--- Exercise directions ---
In the listing below, identify each line with the word "striped" and return those lines.
[Data excerpts Boundary: Start]
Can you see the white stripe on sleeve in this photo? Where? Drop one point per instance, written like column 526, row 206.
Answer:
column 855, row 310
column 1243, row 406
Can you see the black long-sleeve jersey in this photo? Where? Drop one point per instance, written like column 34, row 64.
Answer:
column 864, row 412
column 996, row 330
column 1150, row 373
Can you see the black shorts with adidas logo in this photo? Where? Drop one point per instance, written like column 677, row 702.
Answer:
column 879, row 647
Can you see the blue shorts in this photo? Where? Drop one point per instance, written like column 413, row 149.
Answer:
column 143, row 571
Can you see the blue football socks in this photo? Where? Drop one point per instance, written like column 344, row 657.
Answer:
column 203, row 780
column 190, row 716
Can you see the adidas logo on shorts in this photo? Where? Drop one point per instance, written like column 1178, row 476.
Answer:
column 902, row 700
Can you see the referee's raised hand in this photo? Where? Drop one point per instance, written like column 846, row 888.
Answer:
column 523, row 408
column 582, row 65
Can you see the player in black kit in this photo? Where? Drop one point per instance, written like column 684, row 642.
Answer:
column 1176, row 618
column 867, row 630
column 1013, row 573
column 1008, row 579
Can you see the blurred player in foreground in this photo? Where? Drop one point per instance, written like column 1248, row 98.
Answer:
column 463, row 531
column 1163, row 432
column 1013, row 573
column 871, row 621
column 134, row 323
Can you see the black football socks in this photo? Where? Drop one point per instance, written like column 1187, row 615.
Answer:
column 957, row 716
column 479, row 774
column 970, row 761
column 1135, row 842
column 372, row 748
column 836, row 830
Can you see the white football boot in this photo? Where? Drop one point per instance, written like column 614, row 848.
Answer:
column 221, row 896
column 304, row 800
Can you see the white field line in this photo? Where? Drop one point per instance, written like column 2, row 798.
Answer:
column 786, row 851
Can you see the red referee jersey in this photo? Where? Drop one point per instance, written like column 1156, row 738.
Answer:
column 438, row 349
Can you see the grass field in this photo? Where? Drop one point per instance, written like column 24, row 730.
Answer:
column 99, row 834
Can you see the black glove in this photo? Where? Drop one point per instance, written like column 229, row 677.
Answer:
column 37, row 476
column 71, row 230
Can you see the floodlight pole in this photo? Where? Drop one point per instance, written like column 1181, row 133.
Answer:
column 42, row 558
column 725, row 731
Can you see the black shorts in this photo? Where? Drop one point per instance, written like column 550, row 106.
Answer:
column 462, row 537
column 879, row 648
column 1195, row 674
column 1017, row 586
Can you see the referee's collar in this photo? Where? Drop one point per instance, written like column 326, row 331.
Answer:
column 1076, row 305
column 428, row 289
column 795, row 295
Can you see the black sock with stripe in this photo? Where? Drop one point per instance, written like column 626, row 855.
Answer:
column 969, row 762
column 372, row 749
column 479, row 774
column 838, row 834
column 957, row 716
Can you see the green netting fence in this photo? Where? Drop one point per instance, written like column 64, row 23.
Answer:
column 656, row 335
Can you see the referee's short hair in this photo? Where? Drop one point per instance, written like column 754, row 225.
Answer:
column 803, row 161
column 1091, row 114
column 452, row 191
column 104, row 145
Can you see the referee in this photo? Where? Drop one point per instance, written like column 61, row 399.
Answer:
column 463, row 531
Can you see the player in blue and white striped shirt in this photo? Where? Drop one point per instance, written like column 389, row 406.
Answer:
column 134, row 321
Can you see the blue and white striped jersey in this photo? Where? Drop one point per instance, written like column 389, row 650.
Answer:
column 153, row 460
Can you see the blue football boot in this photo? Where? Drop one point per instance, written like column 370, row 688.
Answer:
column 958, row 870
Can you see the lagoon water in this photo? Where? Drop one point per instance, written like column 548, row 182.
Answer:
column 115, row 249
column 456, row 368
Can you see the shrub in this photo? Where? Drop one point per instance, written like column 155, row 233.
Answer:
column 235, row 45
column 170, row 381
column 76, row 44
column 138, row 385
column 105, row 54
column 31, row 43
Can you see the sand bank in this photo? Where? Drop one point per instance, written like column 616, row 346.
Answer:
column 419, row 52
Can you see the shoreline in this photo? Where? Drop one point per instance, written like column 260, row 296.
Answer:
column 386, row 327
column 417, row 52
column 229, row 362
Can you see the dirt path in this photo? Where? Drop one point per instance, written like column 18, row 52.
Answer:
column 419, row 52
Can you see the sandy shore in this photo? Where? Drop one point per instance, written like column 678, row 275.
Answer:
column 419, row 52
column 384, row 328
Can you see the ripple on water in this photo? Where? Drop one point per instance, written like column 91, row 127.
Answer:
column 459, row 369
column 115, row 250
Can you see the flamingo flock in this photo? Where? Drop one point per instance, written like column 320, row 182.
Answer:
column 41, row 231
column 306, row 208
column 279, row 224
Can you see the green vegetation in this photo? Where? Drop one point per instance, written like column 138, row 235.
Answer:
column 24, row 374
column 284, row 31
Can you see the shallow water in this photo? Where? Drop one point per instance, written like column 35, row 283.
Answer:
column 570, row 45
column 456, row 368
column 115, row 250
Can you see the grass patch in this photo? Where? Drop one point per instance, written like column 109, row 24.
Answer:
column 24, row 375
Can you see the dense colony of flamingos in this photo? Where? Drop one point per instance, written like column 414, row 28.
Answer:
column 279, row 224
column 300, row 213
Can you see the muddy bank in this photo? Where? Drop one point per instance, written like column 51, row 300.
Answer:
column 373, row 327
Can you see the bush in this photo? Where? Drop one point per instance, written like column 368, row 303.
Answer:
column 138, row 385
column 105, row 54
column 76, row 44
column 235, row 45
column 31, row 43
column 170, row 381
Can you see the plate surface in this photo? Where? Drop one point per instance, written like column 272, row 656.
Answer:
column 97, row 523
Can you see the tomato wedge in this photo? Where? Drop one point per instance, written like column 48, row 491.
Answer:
[Data excerpts Boundary: End]
--- Task output ---
Can you see the player in blue and white striped shirt in this photo? Where? Drop one point per instance, written like column 389, row 406.
Can you see the blue and white striped jersey in this photo? Where? Drop one point per instance, written like column 389, row 650.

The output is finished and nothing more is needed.